Dataset records
○ ○ ○ ○ ○
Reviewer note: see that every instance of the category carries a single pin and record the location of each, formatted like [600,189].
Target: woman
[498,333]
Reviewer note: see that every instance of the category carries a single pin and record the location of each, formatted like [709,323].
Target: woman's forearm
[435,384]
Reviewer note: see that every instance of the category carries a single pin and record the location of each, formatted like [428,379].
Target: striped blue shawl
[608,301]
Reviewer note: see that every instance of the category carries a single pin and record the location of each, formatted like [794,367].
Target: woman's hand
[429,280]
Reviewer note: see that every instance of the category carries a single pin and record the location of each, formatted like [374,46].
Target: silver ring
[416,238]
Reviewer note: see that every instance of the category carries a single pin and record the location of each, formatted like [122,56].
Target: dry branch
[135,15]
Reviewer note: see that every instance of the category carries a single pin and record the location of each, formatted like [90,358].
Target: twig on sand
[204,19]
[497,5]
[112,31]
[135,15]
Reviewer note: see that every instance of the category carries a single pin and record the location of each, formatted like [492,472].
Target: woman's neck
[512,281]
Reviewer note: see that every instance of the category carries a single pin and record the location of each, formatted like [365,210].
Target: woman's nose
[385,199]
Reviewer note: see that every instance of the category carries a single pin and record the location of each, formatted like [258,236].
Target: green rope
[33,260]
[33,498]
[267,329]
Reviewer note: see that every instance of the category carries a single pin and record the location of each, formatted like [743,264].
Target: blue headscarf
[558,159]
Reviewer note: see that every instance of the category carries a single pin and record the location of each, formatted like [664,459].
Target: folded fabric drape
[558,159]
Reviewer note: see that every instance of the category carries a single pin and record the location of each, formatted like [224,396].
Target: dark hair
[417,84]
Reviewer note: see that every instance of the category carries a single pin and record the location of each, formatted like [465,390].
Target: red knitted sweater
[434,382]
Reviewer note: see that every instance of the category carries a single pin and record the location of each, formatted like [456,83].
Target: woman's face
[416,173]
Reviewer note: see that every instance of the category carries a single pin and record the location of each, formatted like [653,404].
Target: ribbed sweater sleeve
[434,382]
○ ○ ○ ○ ○
What the task asks — Your answer must be an exact transcription of the lines from the one containing "Target: dry branch" through the last line of the records above, and nothing else.

Solution —
Target: dry branch
[135,15]
Reviewer note: see that every instance of the category carries a single pin and record the location of each, formatted like [90,358].
Target: twig on sand
[204,19]
[497,5]
[112,31]
[135,15]
Reviewer note: see that every instance of the category carries a single pin and record the location of each, formatted like [492,472].
Target: woman's neck
[512,281]
Reviewer note: see that every instance of the category carries a single pin and record the location of each, formatted like [365,210].
Target: woman's nose
[385,199]
Reviewer note: see that every instance of the category carries a single pin and record the location of each, formatted like [258,236].
Target: green rope
[33,260]
[33,498]
[267,329]
Reviewer note: see that every instance of the category carries a single pin and record the location of each, formatted like [743,264].
Target: blue headscarf
[558,159]
Reviewer note: see that every instance of the category carries a single pin and record the location of each, formatted like [664,459].
Target: folded fabric drape
[558,159]
Reviewer note: see that every instance of the category carries a single pin and record the location of each, formatted like [224,396].
Target: dark hair
[417,84]
Reviewer note: see that every instance of the category carries a single pin and record the location of each, formatted like [465,390].
Target: red knitted sweater
[434,382]
Reviewer note: see that every instance of the category carries a single pin and record the location of each, formatted like [456,83].
Target: woman's face
[416,173]
Reviewer note: see that every instance of the category carries a single pin and record the location of each, formatted like [653,404].
Target: ribbed sweater sleeve
[434,382]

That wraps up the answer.